- Work instructions
Give the records again exactly, but drop the pictures.

- Exercise data

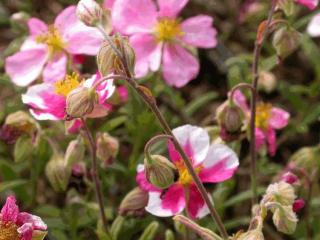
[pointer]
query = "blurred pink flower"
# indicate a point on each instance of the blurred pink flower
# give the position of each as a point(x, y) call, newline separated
point(158, 37)
point(18, 225)
point(47, 101)
point(268, 120)
point(213, 163)
point(48, 48)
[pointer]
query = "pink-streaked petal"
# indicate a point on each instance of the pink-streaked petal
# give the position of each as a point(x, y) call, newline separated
point(37, 27)
point(37, 223)
point(199, 32)
point(10, 211)
point(314, 26)
point(171, 8)
point(134, 16)
point(272, 141)
point(279, 118)
point(195, 141)
point(148, 53)
point(56, 69)
point(196, 206)
point(219, 165)
point(168, 204)
point(179, 66)
point(25, 66)
point(143, 182)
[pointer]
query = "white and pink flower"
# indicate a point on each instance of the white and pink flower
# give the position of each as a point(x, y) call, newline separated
point(213, 163)
point(268, 120)
point(19, 225)
point(48, 49)
point(160, 39)
point(47, 101)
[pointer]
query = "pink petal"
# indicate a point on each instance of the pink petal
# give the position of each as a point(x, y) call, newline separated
point(194, 140)
point(279, 118)
point(37, 27)
point(314, 26)
point(148, 54)
point(219, 165)
point(134, 16)
point(171, 8)
point(179, 66)
point(25, 66)
point(196, 206)
point(56, 69)
point(199, 32)
point(168, 204)
point(10, 211)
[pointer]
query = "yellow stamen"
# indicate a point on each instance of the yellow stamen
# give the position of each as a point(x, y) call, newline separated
point(70, 82)
point(8, 231)
point(263, 115)
point(168, 29)
point(53, 40)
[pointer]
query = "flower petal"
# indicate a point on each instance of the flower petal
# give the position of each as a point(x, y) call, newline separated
point(279, 118)
point(195, 141)
point(134, 16)
point(199, 32)
point(219, 165)
point(25, 66)
point(168, 204)
point(179, 66)
point(171, 8)
point(148, 53)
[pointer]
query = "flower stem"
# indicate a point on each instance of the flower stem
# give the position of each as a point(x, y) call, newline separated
point(95, 175)
point(261, 36)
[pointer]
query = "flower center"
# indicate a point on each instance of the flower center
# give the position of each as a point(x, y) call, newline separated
point(263, 115)
point(53, 40)
point(66, 85)
point(8, 231)
point(168, 29)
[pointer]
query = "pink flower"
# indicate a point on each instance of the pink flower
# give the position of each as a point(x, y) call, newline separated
point(47, 49)
point(158, 37)
point(311, 4)
point(268, 120)
point(47, 101)
point(18, 225)
point(213, 163)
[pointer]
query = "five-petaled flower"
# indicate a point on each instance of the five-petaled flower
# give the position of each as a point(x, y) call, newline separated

- Written answer
[pointer]
query = "blurred pink flower"
# indicate a point on each instance of the blurred pink flower
# give the position of each as a point(x, y) call, newline separated
point(158, 37)
point(18, 225)
point(47, 101)
point(268, 120)
point(213, 163)
point(48, 48)
[pointer]
query = "pink-streaked petal"
# indicate a point on each instance of the pink-streaked petal
# give the position of each as a point(x, y) call, newline separated
point(37, 27)
point(37, 223)
point(199, 32)
point(10, 211)
point(314, 26)
point(171, 8)
point(134, 16)
point(272, 141)
point(279, 118)
point(195, 141)
point(148, 53)
point(56, 69)
point(196, 206)
point(219, 165)
point(168, 204)
point(179, 66)
point(25, 66)
point(143, 182)
[pointer]
query = "white and pink flower"
# indicate a point on each instance of the white and pink flower
# give the position of each as a point(x, y) call, newline separated
point(213, 163)
point(268, 120)
point(19, 225)
point(48, 49)
point(160, 39)
point(47, 101)
[pointer]
query = "pink petal"
# indicate a point on each instance of the pink petal
# give the position of each as a point(x, y) call, newline separated
point(194, 140)
point(279, 118)
point(37, 27)
point(314, 26)
point(148, 54)
point(219, 165)
point(134, 16)
point(171, 8)
point(179, 66)
point(25, 66)
point(196, 206)
point(56, 69)
point(199, 32)
point(168, 204)
point(10, 211)
[pointer]
query = "yellow stamen"
# indicate a point on each instance of the yellow stamen
# give the position of each as a point(x, y) call, newline separated
point(70, 82)
point(8, 231)
point(263, 115)
point(168, 29)
point(53, 40)
[pointer]
query = "flower petal"
# indicate a point on each instance of the flower petal
# give the position of each as a point(x, y) call, newline separated
point(279, 118)
point(195, 141)
point(134, 16)
point(199, 32)
point(219, 165)
point(25, 66)
point(168, 204)
point(179, 66)
point(171, 8)
point(148, 53)
[pointer]
query = "flower stem"
# indicate a point on each instance of the flower stem
# give the position of each as a point(x, y) call, newline separated
point(95, 175)
point(261, 36)
[pointer]
query = "flower center"
# indicate a point on each instance of the flower center
# give the position of each as a point(x, y) call, newline separated
point(263, 115)
point(53, 40)
point(66, 85)
point(8, 231)
point(168, 29)
[pointer]
query = "pink flower"
# indicate a point on each instance of the pink flower
# give the position of each as a point(x, y) call, newline separated
point(47, 49)
point(158, 37)
point(311, 4)
point(268, 120)
point(47, 101)
point(18, 225)
point(213, 163)
[pointer]
query = "five-petaled flower"
# indicate a point on each instance of the five-petaled flower
# give the position of each as a point(x, y) call, newline separated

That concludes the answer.